What to work on ▸
Your job is to copy the data that follows exactly, every line included.

"""

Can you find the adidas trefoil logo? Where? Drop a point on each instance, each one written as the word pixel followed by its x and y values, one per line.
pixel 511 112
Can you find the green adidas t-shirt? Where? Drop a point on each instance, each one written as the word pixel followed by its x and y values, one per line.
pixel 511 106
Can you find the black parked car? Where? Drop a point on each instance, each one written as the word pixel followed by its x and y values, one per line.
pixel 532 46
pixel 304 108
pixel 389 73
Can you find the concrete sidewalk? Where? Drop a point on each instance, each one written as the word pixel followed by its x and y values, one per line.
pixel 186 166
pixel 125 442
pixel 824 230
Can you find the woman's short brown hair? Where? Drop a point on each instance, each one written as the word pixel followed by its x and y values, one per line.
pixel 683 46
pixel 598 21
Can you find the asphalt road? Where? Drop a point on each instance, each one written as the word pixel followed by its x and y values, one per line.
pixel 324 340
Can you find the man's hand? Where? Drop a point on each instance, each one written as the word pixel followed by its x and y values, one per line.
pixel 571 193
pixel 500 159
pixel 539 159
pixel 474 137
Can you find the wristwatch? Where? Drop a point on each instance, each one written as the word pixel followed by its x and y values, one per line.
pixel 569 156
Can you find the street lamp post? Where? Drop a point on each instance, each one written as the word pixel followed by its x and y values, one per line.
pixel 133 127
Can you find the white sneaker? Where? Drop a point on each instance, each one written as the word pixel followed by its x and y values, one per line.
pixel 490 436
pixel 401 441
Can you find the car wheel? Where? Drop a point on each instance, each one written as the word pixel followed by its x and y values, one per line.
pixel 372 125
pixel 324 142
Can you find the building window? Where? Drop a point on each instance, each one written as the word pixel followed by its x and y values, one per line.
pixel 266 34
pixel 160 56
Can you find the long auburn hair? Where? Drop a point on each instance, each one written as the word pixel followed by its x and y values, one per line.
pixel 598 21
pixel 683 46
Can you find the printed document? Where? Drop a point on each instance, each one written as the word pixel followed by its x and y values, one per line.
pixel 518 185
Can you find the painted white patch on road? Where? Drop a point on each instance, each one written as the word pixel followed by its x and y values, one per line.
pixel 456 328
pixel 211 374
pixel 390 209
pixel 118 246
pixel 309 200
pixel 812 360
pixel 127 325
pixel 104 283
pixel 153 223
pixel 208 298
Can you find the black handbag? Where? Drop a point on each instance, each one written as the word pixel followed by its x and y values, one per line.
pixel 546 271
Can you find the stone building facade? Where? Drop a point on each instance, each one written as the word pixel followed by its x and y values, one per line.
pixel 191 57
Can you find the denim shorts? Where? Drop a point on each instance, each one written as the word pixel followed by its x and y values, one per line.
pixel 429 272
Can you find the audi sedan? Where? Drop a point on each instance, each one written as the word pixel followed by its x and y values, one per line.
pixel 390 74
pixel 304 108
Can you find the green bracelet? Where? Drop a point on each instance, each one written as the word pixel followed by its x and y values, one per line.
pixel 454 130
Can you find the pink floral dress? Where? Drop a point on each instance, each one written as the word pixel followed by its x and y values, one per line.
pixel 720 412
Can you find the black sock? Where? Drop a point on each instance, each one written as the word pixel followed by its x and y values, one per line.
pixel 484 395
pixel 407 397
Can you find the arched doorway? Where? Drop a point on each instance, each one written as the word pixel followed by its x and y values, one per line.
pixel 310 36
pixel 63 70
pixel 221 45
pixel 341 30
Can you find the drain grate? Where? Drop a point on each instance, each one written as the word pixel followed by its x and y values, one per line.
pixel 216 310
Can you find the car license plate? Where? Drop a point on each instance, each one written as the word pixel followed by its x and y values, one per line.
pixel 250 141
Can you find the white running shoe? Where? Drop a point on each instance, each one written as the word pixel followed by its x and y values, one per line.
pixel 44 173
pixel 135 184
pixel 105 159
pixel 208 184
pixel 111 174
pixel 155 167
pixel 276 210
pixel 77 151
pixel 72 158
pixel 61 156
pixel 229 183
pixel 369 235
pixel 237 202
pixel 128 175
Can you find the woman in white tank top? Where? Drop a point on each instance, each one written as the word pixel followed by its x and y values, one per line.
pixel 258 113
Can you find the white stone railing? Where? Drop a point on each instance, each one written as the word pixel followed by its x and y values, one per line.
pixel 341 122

"""

Result of this task ▸
Can you find the adidas trefoil logo? Where? Drop a point on each instance, each one written as the word pixel followed by its x and y values, one per line.
pixel 511 112
Can you find the green adidas t-shirt? Where? Drop a point on each instance, each one written as the word pixel followed by its x and y values, one per line.
pixel 511 106
Can you find the black parked car? Where? Drop a point on each instance, each one written as the word pixel followed by its x and y values, one per line.
pixel 532 46
pixel 304 108
pixel 389 73
Can you find the concrete sidewalk? Where? Drop a point on each instance, each one written as the word pixel followed by its x and y values, one per line.
pixel 186 166
pixel 125 442
pixel 824 230
Can you find the woman's short brown hair? Where? Drop a point on each instance, each one written as the word pixel followed by its x and y values, one per line.
pixel 683 46
pixel 598 21
Can you find the asphalt road? Where? Drop a point on each instance, each one written as the word pixel followed by its x and y values, one per line.
pixel 324 340
Can you find the man's hand? Where? Drop a point on each instance, each one written as the word pixel followed by its x and y values, one per line.
pixel 571 193
pixel 500 159
pixel 539 159
pixel 474 137
Can you find the wristwatch? Where? Drop a point on each instance, each one written as the word pixel followed by its x and y values, one per line.
pixel 569 156
Can you find the street lamp post? Where? Drop a point on each instance, each one written as the word pixel followed by its x and y values, one per line.
pixel 133 127
Can you find the white sneaker? Where? Drop a point on each instance, each one written as the word pixel followed by its x and y values, one per line.
pixel 490 436
pixel 401 441
Can you find the car wheel? Where? Drop a point on each instance, each one written as the word pixel followed by its x and y values, one per line.
pixel 372 125
pixel 324 142
Can you find the building window? Where? Drop a point on each instance, each one written as the word pixel followed by its x and y values, one per line.
pixel 266 34
pixel 160 56
Can you find the long auburn hair? Where? Drop a point on each instance, each one written as the word pixel followed by its x and y values, one per line.
pixel 598 21
pixel 683 46
Can you find the printed document? Where? Drop a point on each instance, each one written as the word pixel followed by its x and y values, one per line.
pixel 518 185
Can you find the painted white patch on road? Where? Drop a point on each instance, each one written as the word pixel followed by its x and y values, one per line.
pixel 456 328
pixel 211 374
pixel 390 209
pixel 118 246
pixel 309 200
pixel 812 360
pixel 127 325
pixel 104 283
pixel 153 223
pixel 208 298
Can you find the black handbag? Where? Drop a point on each instance, each one written as the word pixel followed by its x and y values, one per line.
pixel 546 271
Can you find the stone building facade? Where? Drop a point on each instance, each one written as the word pixel followed by its x and y values, one per line.
pixel 191 57
Can you find the denim shorts? Where? Drop a point on each instance, each one written as the word pixel followed by its x and y values, one per line.
pixel 429 272
Can you find the audi sedan? Where? Drop a point on each instance, each one written as the word pixel followed by its x and y values, one per line.
pixel 390 74
pixel 304 108
Can you find the green bracelet? Where? Drop a point on each instance, each one written as the word pixel followed by its x and y values, one per line.
pixel 454 130
Can you find the pink floral dress? Where? Drop a point on each instance, each one written as the word pixel followed by its x and y values, one per line.
pixel 720 412
Can you find the black sock? Where? Drop a point on each instance, each one written as the word pixel followed by its x and y values, one per line.
pixel 484 395
pixel 407 397
Can you find the arched doorway? Where? Drop a point on each instance, each one written as the word pixel followed by its x and y values, one per line.
pixel 310 36
pixel 63 70
pixel 221 45
pixel 341 30
Can you find the drain grate? Where? Drop a point on each instance, each one written as the word pixel followed by its x and y values, one per line.
pixel 216 310
Can you find the car license plate? Where? Drop a point on each instance, each one written as the word pixel followed by its x and y values, one per line.
pixel 250 141
Can you find the white running shoe? Where? Drop a point on each instance, each one written as the word pixel followed by its x and y values, one per line.
pixel 44 173
pixel 135 184
pixel 105 159
pixel 208 184
pixel 111 174
pixel 155 167
pixel 276 210
pixel 77 151
pixel 72 158
pixel 61 156
pixel 229 183
pixel 369 235
pixel 237 202
pixel 128 175
Can you find the woman in white tank top? Where? Drop a point on each instance, each one written as the word pixel followed by its x and y values, one per line.
pixel 258 113
Can you find the white stone railing? Where? Drop a point on each instance, each one written as the word pixel followed by its x and y values, one per line.
pixel 341 122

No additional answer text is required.